*** Provided records
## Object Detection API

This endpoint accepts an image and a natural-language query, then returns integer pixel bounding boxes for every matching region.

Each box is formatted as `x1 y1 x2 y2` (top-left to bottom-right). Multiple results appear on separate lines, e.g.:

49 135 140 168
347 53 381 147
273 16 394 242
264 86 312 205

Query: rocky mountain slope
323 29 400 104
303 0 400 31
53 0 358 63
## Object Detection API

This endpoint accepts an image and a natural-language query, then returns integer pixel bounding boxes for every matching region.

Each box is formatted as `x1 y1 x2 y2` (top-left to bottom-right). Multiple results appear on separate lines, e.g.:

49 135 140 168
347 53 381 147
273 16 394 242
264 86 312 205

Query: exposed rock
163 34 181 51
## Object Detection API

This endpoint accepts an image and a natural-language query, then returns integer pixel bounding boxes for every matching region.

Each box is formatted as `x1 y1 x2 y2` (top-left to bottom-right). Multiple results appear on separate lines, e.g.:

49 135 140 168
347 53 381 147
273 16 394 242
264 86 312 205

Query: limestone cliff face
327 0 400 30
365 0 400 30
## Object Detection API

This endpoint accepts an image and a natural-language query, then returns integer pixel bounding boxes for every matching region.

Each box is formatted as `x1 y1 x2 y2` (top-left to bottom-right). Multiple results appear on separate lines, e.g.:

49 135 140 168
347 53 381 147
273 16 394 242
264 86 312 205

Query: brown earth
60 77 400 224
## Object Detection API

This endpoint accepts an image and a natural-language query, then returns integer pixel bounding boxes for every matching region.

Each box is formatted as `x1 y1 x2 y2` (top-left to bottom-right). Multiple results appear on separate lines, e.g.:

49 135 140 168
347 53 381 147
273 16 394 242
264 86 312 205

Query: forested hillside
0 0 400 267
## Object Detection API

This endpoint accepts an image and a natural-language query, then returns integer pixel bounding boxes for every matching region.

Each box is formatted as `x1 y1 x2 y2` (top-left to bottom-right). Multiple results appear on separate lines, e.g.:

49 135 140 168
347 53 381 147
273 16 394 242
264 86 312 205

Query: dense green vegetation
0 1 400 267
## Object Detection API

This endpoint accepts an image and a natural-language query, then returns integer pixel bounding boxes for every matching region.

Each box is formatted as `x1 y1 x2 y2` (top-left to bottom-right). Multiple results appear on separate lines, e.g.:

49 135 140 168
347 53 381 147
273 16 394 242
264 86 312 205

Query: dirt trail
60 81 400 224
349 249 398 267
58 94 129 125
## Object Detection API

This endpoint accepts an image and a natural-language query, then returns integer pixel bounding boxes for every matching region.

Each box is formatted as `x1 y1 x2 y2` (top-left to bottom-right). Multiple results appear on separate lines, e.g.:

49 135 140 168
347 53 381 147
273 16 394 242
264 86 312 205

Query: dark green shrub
******
_The request_. Reproduce the entire listing above verbatim, line by line, with every character unchanged.

_Written reply_.
## Object Detection API

This endpoint accepts an image and a natural-language query, then returns integer pixel bounding boxes for every matching region.

Each box is formatted as `x1 y1 x2 y2` (top-left to bottom-right). Multiple results appear on separate lines, e.g.:

49 135 140 168
347 53 381 147
273 16 394 242
264 86 312 205

Query: rocky mountain slope
323 29 400 104
303 0 400 31
53 0 358 63
## Object Detection API

This endpoint accepts an image and a natural-language query, then returns integer pixel bounding boxes for every matching region.

Each box is formatted as `x1 y1 x2 y2` (top-left to bottom-right). Multiple results appear on separate lines, e.g.:

49 135 140 168
347 53 381 147
273 16 394 242
264 86 312 205

Query: exposed rock
163 34 181 51
## Object Detection API

This endpoint accepts an image and a natural-language query, then returns integer pixel bounding boxes for every matching region.

Each box is formatted as `x1 y1 x2 y2` (top-left to bottom-right). Multiple results appear on separate lines, e.g.:

49 135 140 168
347 53 381 147
273 16 394 242
264 86 312 205

Query: limestone cliff face
327 0 400 30
365 0 400 30
## Object Detection API

This endpoint accepts an image and a natural-language query, then returns integer pixel bounding boxes for every matching region.

Each box is formatted as `x1 y1 x2 y2` (top-left to bottom-right). Multiple results appear on separate lines, e.g.:

49 135 140 168
347 53 381 147
273 16 394 242
264 86 312 205

Query: brown earth
60 77 400 224
## Object Detection API

This endpoint accepts an image and a natural-language query, then returns integer pixel bounding boxes for every matching region.

Each box is formatted as `x1 y1 x2 y2` (top-left to bottom-right). Multiple results appear on separate lines, e.g.:

49 135 140 168
347 53 381 147
273 16 394 242
264 86 312 205

Query: forested hillside
0 0 400 267
## Object Detection API

This endpoint accepts an image and a natural-language query, then returns integer pixel bounding boxes for every matching region.

Each box is formatted as `x1 y1 x2 y2` (top-left to bottom-right). Multiple results appear on separate lines, e.g.:

49 135 140 168
347 53 381 147
273 16 394 242
264 86 312 205

Query: dense green vegetation
0 1 400 267
## Object Detection API

This endpoint accepts an image and a natural-language query, then returns integer pixel bounding boxes for every matching region.

Each box is formatted as `x1 y1 x2 y2` (top-left to bottom-right). Multiple results appear on separate lines, e.g.:

49 135 140 168
347 53 381 147
273 16 394 242
264 86 312 205

Query: dirt trail
60 81 400 224
349 249 398 267
58 94 129 125
## Object Detection API

This endpoint accepts an image and a natural-language query, then returns integer pixel bounding boxes for every matching region.

Each box is formatted as `x1 y1 x2 y2` (top-left to bottom-right). Multiple results appear on separate lines, e.g.:

49 135 140 168
347 53 381 147
273 16 394 242
264 86 312 205

Query: dark green shrub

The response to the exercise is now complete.